| DIRECTIONS |
- 1) Please translate this sentence from the architecture notes into Spanish: "Take up to 100 per sweep to avoid long-running batches under load."
- 2) List each line of the listing that includes the word "white".

| TEXT EXCERPT |
2. Architecture — three slices

2.1 slackUserId

Trivial. Schema adds the column, migration applies ALTER TABLE user ADD COLUMN slack_user_id VARCHAR(255) NULL;. The service returns it in the contact response; no other logic changes.

Verify by: notifications worker resolving a Slack DM recipient now correctly succeeds when the target user has a slackUserId, rather than throwing UserNotFoundError with "contact missing slackUserId".

2.2 Re-enqueue sweep

┌─────────────────────────────┐
│  @Interval('re-enqueue', 5m)│
│  ReEnqueueService.sweep()   │
└──────────┬──────────────────┘
           │
           ▼
┌─────────────────────────────────────────────────────┐
│ prisma.notification.findMany({                      │
│   where: {                                          │
│     status: 'queued',                               │
│     createdAt: { lt: now - 10 minutes }             │
│   },                                                │
│   select: { id: true },                             │
│   take: 100,                                        │
│ })                                                  │
└──────────┬──────────────────────────────────────────┘
           │
           ▼
┌─────────────────────────────────────────────────────┐
│ for each candidate:                                 │
│   existing = queue.getJob(candidate.id)             │
│   if !existing: queue.enqueue(candidate.id)         │
│   metric: notifications_reenqueued_total++          │
└─────────────────────────────────────────────────────┘

Implementation notes:

  • The createdAt < 10m threshold gives BullMQ's normal retry policy time to act before we interfere. Notifications with status: queued that fail to process land in status: sending (per PR #23's atomic claim), so queued rows older than 10 minutes genuinely indicate missing jobs.
  • queue.getJob(id) in BullMQ v5 accepts a job ID and returns the job if present. BullMQ job IDs are strings; we pass the notification ID.
  • Take up to 100 per sweep to avoid long-running batches under load.
  • Cron library: @nestjs/schedule is already a widely-used NestJS utility. Adding it as a dependency is acceptable. Alternative (no new dep): setInterval in OnModuleInit, clear in OnModuleDestroy. Simpler, no new library — I'll go with that.

Admin endpoint POST /v1/admin/queue/re-enqueue-stuck:

  • Body: { limit?: number } — optional override of the batch limit.
  • Returns: { candidatesFound: N, reenqueued: M }.
  • Admin-auth guard, scope notifications:admin.

2.3 Test auth simplification

helpers.ts currently looks roughly like:

const testModule = await Test.createTestingModule({ imports: [AppModule] })
  .overrideProvider(JwksService)
  .useValue({ verifyToken: async () => ({ sub: 'test', ...actorContext }) })
  .compile();

Target:

const testModule = await Test.createTestingModule({ imports: [AppModule] })

| MATERIAL FOR THIS TASK |

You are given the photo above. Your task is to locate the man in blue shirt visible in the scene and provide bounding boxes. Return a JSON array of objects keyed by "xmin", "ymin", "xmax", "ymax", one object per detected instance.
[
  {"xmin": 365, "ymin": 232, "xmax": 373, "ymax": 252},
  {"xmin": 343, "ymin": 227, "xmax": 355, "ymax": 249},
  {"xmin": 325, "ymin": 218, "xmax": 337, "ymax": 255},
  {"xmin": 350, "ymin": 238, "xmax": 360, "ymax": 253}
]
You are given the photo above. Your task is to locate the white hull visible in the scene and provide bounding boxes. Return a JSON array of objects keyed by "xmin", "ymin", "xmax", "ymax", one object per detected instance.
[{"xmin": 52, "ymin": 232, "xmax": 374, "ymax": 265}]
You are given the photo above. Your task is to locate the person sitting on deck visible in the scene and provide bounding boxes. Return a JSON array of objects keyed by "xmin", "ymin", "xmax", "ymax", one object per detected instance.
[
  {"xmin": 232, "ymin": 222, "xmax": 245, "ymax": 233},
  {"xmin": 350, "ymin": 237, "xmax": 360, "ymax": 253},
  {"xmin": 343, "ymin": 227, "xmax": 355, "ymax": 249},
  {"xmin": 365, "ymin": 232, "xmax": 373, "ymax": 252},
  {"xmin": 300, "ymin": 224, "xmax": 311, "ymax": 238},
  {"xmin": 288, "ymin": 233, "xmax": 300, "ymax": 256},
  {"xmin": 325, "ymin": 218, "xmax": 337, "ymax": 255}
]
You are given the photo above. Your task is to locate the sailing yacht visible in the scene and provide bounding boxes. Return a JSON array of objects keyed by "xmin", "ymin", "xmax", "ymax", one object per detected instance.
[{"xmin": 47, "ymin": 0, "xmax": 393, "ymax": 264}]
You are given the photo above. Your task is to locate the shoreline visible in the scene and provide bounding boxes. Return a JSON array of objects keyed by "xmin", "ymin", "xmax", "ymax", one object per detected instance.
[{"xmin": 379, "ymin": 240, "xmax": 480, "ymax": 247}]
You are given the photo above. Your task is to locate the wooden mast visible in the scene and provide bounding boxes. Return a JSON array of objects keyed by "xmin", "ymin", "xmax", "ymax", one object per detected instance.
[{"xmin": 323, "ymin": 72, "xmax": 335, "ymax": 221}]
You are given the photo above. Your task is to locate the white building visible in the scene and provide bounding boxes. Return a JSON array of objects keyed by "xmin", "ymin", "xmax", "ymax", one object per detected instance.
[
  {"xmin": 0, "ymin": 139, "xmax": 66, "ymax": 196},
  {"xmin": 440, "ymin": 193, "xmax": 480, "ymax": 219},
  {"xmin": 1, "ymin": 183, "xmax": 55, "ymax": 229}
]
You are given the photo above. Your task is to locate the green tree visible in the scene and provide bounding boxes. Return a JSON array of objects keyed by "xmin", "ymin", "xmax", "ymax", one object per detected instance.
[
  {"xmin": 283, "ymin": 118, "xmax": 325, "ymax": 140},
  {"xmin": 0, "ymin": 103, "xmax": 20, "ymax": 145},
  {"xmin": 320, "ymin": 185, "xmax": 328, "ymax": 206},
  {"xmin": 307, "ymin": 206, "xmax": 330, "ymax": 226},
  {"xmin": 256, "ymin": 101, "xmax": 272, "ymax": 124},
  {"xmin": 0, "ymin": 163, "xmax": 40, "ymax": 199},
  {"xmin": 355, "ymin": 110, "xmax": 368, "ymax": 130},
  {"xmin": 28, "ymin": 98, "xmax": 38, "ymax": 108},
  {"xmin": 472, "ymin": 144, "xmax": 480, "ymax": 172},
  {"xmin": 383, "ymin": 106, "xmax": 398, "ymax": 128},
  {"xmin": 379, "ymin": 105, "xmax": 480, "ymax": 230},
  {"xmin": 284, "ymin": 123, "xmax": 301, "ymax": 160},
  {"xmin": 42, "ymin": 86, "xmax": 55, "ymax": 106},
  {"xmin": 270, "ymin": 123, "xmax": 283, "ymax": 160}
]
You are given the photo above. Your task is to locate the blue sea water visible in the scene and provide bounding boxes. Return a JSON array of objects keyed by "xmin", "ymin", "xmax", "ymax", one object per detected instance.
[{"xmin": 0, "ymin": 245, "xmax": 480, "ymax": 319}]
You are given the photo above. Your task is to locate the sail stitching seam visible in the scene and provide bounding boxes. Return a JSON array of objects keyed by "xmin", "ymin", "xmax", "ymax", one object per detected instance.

| SOLUTIONS IN ORDER |
- 1) Toma hasta 100 por barrido para evitar lotes de larga duración bajo carga.

- 2)
You are given the photo above. Your task is to locate the white hull visible in the scene and provide bounding boxes. Return a JSON array of objects keyed by "xmin", "ymin", "xmax", "ymax", one object per detected instance.
You are given the photo above. Your task is to locate the white building visible in the scene and provide bounding boxes. Return a JSON array of objects keyed by "xmin", "ymin", "xmax", "ymax", one object per detected instance.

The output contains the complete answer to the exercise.